> SELECTED PASSAGE:
'''

Order Number 6673462


            This order, also issued pursuant to section 104(d)(2) of the Act, alleges a “significant and substantial” violation of the mine operator’s roof control plan under the standard at 30 C.F.R. § 75.220(a)(1) and charges as follows:

 

The mining of perimeter cut #25 in the previously mined room developed off Entry 8@ 42+50', MMU 014-0, was not compliant with the approved roof control plan. The perimeter cut was mined in a manner that not only holed the cut through into the preceding perimeter cut but also eliminated the required 5' wide coal fender between the perimeter cuts.

 

This pillar recovery effort resulted in only a small “stump” of coal between the perimeter cuts and the rib line of the room. This small fender has subsequently crushed out due to its reduced width and the weight of the roof strata. The mining method at the cited location presented a distinct roof fall hazard to the continuous mining machine operator.

 

            The relevant pages of the mine operator’s approved roof control plan are set forth in Appendix A, attached hereto and exhibit G-8.


            The roof control plan (“Plan”) stated in relevant part as follows with respect to engaging in perimeter mining:

 

1.This plan can be seen on sketches on pages 20-24 [Appendix A pp. 5-9].

 

                                                            *      *      * *

 

5.If a perimeter cut inadvertently holes into the preceding cut, the miner machine will immediately stop and pull out of this cut and proceed to the next cut (Ex. G-8 p.24 and Appendix A p.4).

'''

> RAW DATA:
'''

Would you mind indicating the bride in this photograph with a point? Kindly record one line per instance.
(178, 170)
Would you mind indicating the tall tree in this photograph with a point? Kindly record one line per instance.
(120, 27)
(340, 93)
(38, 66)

'''

> WORK INSTRUCTIONS:
Pick up the passage about the perimeter-mining violation order and carry it on from the point where it stops.

> EXPECTED OUTPUT:
            The Plan included a sketch that illustrates the manner in which the continuous mining machine is to make the perimeter cut, as well as the requirement that the remaining coal fender must be equal to or greater than five feet in width (Ex. G-8 pps. 22 and 27 and Appendix A pps.2 and 7). The coal fender is the remnant of coal left between two perimeter cuts to help support the roof, which is illustrated as the triangle shape on the Plan ( Appendix A p. 7).


            Inspector Roberts testified that this sketch depicted a cut similar to the one at issue. He further testified that a five-foot coal fender is the minimum amount of coal necessary to adequately support the immediate and main roof. The Plan also included a sketch illustrating a perimeter cut where the remaining coal fender is configured differently in light of the angled headings. In this illustration, the fender was required to be equal to or greater than five feet at the back end of the fender or six feet at the front end. (Ex. G-8 p. 29 and Appendix A p. 9).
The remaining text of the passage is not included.